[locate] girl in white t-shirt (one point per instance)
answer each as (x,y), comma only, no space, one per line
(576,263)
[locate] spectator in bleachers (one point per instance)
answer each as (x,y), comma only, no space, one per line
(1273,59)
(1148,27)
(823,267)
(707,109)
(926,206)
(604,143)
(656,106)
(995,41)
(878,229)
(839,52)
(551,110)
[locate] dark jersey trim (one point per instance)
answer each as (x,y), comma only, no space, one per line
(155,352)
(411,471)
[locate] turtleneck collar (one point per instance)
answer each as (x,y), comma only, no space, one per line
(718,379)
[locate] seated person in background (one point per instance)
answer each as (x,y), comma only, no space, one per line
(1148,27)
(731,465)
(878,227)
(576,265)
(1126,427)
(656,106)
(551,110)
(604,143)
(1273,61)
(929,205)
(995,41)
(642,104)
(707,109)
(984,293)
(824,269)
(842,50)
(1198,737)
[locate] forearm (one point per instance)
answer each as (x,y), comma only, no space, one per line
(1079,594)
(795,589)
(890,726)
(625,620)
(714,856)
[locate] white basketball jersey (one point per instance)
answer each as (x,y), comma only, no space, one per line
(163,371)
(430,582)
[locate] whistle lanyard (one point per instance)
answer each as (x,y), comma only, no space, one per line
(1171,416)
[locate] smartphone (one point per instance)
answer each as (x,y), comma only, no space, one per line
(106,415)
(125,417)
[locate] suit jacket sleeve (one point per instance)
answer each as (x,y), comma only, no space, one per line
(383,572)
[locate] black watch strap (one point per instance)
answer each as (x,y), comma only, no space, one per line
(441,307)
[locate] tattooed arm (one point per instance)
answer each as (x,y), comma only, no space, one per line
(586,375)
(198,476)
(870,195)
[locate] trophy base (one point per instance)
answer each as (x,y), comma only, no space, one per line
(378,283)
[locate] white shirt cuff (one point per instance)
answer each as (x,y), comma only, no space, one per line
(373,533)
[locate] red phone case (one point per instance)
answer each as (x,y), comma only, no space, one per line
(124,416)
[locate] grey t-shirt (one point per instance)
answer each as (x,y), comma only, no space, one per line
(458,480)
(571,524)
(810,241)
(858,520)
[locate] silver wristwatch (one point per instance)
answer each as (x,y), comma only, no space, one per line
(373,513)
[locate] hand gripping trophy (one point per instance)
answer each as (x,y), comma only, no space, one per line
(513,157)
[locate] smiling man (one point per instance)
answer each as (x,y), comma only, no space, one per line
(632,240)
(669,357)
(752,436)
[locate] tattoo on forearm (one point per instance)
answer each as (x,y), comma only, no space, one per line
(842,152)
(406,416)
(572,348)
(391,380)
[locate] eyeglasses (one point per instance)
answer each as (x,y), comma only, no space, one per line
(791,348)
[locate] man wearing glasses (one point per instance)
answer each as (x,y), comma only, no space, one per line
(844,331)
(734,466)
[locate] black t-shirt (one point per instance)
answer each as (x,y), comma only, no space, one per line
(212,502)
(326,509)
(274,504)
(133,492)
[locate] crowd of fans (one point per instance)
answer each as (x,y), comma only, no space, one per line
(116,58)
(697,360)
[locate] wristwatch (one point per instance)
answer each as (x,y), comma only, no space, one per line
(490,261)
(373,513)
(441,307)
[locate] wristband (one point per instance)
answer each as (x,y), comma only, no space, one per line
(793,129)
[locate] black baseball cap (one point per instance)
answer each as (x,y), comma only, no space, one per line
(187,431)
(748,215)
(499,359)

__________

**INSTRUCTIONS FOR THE TASK**. Write out, exactly as they appear, the lines from the one containing "[locate] black baseball" through the last line of the records above, both included, and nothing more.

**SOLUTION BELOW**.
[locate] black baseball cap (one point per instance)
answer each as (x,y), comma only, no space, one per line
(187,431)
(748,215)
(499,359)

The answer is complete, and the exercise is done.